=== DOCUMENT SECTION ===
To give a little structure to everything that follows, I’ll start by recalling a system for dividing Gide’s work into periods, which is presented in a book by a leading Gide scholar, Alain Goulet.

Adapted from Alain Goulet, Fiction et vie sociale dans l’œuvre d’André Gide (Paris: Association des amis d’André Gide, 1986), pp. 20–23.

As for any author, this sort of simplification should be taken with a pinch of salt, but can be useful. In the first period Gide was heavily under the influence of Symbolism, and attended the weekly meetings of Stéphane Mallarmé’s salon. Symbolism was largely hostile to the novel, and to any sort of realism in fiction, and so Gide’s traités (treatises) are a series of highly lyrical, artificial and allegorical short stories addressing some literary and ethical problem. Although the traités are not very widely read any more, they’re a very important part of his development as a writer, and also a rather unusual, idiosyncratic sort of fictional writing. This period roughly comes to an end with Gide’s parody of the Symbolist milieu in a short fictional work entitled Paludes.

The second period is dominated by the series of récits, fairly short fictional works in which some particular experience is taken to an extreme. This includes two of the prescribed texts, L’Immoraliste and La Porte étroite, and also La Symphonie pastorale, which is one of Gide’s most widely read works. All the récits are made up of first-person narratives, and a lot of the interest in the récits is, not in the story itself, but in the way it’s told, or the way in which the act of telling the story affects the narrator.

In the third period Gide began experimenting with fictional works with more characters, a more complex social world, and multiple points of view. This involves a critical reflection on the heritage of the novel from the nineteenth century. This period culminates in the publication of Les Faux-monnayeurs in 1925. It’s also the period in which Gide published his autobiography Si le grain ne meurt, and this autobiographical writing is inseparable from his public declaration of his homosexuality. Homosexuality had been present in his earlier writing in more or less subtle ways, but it becomes a much more important theme at this time, including in Les Faux-monnayeurs.

From this point on, Gide produced much less in the way of fictional works. This was a period of social engagement on several fronts, first in challenging the injustices of French and Belgian colonialism in Africa, and later becoming a convinced Communist. Gide’s Communist phase came to an end when he made a very high profile visit to the Soviet Union in 1936, saw that it didn’t live up to his ideals, and wrote a highly critical work about it, Retour de l’URSS. This was also the period when Gide published a large part of his diaries, which are considered to be a significant part of his life’s work.

Incidentally, the diary is an important form for Gide. It’s often used in his fictional works (such as the diaries of Alissa in La Porte étroite and Édouard in Les Faux-monnayeurs), and Gide was largely responsible for making the diary into a more prestigious literary genre in the twentieth century. This happens to be an issue that I’ve devoted a lot of my own research to, which is mostly gathered in my book Diaries Real and Fictional in Twentieth-Century French Writing.

The final period, when Gide was in his 70s, does not contain any major works, but one major accolade: in 1947 he won the Nobel Prize for literature, which had undoubtedly been delayed for many years because of his notoriety (and when people speak of his notoriety, this is often a euphemism for his homosexuality). He died in 1951 and one more major event followed this, arguably another accolade: in 1952 he was added to the ‘index librorum prohibitorum’ the Catholic Church’s list of banned books and authors.

=== INFORMATION PROVIDED ===
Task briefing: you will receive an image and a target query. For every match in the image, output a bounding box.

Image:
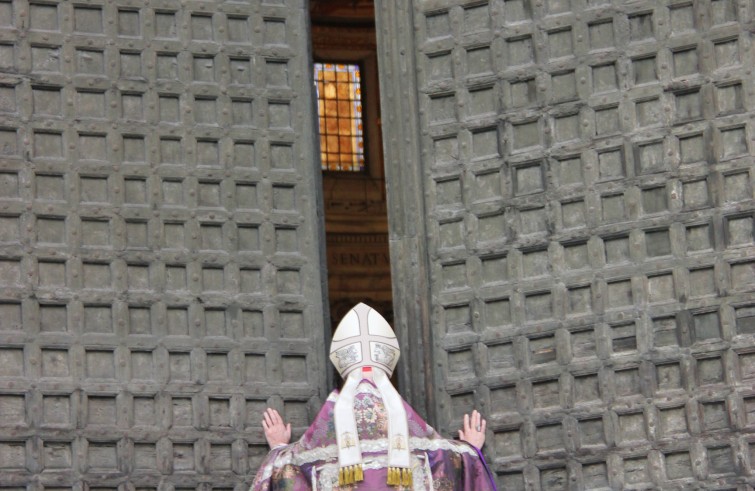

=== EXERCISE INSTRUCTIONS ===
**a.** According to the overview of Gide's literary periods, in what year did Gide win the Nobel Prize for literature?
**b.** Extend the overview of Gide's literary periods, starting after its final sentence.
The data comes from a separate source and has no connection to the text on Gide.

=== ANSWERS TO THE EXERCISES ===
**a.** 1947.

**b.**
In these lectures I’ll mainly be discussing the first three periods, which contain the greatest part of his experimentation with fictional writing. But it’s important to note that the four prescribed texts for Paper XI, published between 1902 and 1926 come from a relatively short period of Gide’s long career, and you’ll need some awareness of what came before and what followed after them.

Early life

Gide was born in 1869 to an affluent land-owning family. Throughout his life he never needed to depend on his writing for income, and in fact the first one of his books to make a profit was La Porte étroite in 1909. As for other writers and artists, it’s important to keep this material context in mind. Like his contemporary, Marcel Proust, Gide didn’t need to follow literary fashions in order to make a living, he didn’t need to chase best-seller lists, please a patron, or write to commission. His writing was directed by personal and intellectual conviction. He also imagined his work being destined for a small group of, high-quality readers, who might only recognise his work sometime in the future. His work places certain demands on the reader, but it isn’t deliberately esoteric.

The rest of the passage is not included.